▶ _Texte à lire_:
21 février : Dès le matin les allemands commencent à tirer assez violemment de notre côté. Les coups sont heureusement un peu longs et tombent vers le carrefour du chemin des Romains et de la route de la Chalade. 150 ou 200 coups tombent ainsi dans la journée mais aucun autre bombardement ne se manifeste dans le secteur. Je continue dans la journée la tournée des batteries sous mon commandement et constate que tout est calme. De nombreux avions allemands passent dans la matinée se dirigeant vers le sud. D’autres, au nombre de 15 au moins repassent dans l’après-midi se dirigeant vers Sainte Menehould. Quant à notre propre aviation elle brille par son absence. Cette activité anormale dénote certainement une attaque dont nous ignorons encore le lieu. Le soir vers 20h30 alors que je suis tranquillement dans ma petite cagna souterraine, la brigadier téléphoniste vient me chercher en me disant qu’un Zeppelin passe au dessus de nous. Je me hâte de courir jusqu’à la clairière mais si j’entends nettement le bruit du moteur il m’est impossible de rien voir que d’autre que les éclatements d’obus, les fusées éclairantes et les pinceaux des projecteurs. Nous avons en effet dans le secteur plusieurs projecteurs électriques sur automobiles qui rendent les plus grands services.

▶ _Documents fournis_:
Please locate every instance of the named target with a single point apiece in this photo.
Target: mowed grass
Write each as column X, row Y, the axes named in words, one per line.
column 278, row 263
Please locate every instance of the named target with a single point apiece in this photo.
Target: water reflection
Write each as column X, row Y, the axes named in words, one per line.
--
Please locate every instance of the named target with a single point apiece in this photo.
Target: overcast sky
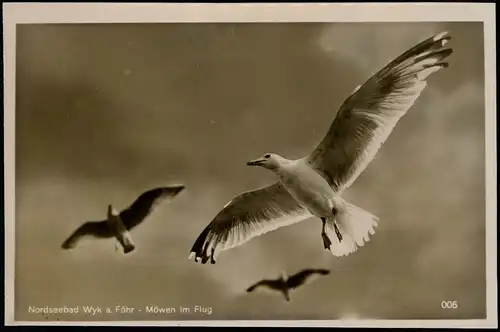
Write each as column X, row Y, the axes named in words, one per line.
---
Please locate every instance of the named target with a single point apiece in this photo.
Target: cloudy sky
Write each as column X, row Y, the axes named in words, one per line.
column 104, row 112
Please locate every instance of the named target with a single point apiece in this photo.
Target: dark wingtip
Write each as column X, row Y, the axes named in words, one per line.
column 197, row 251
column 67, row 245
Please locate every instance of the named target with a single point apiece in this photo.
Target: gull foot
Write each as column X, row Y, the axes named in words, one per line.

▶ _Consigne A_: Indiquez si chacune des affirmations suivantes est conforme au récit du 21 février, en répondant par oui ou par non et en citant les mots du texte qui tranchent. (i) Les coups allemands tombent vers le carrefour du chemin des Romains et de la route de la Chalade. (ii) L'aviation française se montre très active ce jour-là. (iii) Depuis la clairière, le Zeppelin est visible.
▶ _Consigne B_: Poursuivez le récit du 21 février en reprenant juste après sa dernière phrase.

▶ _Réponse rédigée A_:
(i) Oui : « Les coups sont heureusement un peu longs et tombent vers le carrefour du chemin des Romains et de la route de la Chalade. »
(ii) Non : « Quant à notre propre aviation elle brille par son absence. »
(iii) Non : « si j’entends nettement le bruit du moteur il m’est impossible de rien voir »

▶ _Réponse rédigée B_:
Malgré cette alerte je me décide à me coucher mais ne tarde pas à être réveillé par un coup de téléphone du P.C.A. : branle-bas de combat pour tout le monde. Sortant de ma cagna je m’aperçois en effet que la canonnade est extrêmement violente du côté de Verdun malgré que les bruits venant de cette région soient en général perçus très difficilement. 

22 février : Au lever du jour, toujours rien de nouveau chez nous si ce n’est que les allemands tirent toujours un peu de notre côté. A droite la canonnade est toujours extrêmement violente et nous n’avons aucun renseignement. Cependant dans la matinée une bonne nouvelle nous arrive : le Zeppelin qui est passé au dessus de chez nous hier au soir et qui s’en allait bombarder le gare de Revigny a été abattu à Brabant le Roi par un obus incendiaire tiré par un auto canon. L’équipage est anéanti. Vers 11 heures de nombreux avions boches rentrent dans leurs lignes. Un de nos Nieuport n’écoutant que son courage les attaque bravement mais pris à parti par trois aviateurs il s’abat dans les bois près de Neufour. La pilote relevé avec les 2 jambes cassées et plusieurs balles dans le corps est ramené mourant au Neufour. La mort de ce courageux aviateur nous remplit de tristesse.

Dans l’après midi je vais faire un tour aux Islettes. D’autres avions allemands survolent encore la région. L’un d’eux en rentrant dans ses lignes a la mauvaise idée de lancer deux bombes sur la gare du Claon où se trouve mon brigadier Doisne avec plusieurs attelages. Par miracle personne n’est blessé.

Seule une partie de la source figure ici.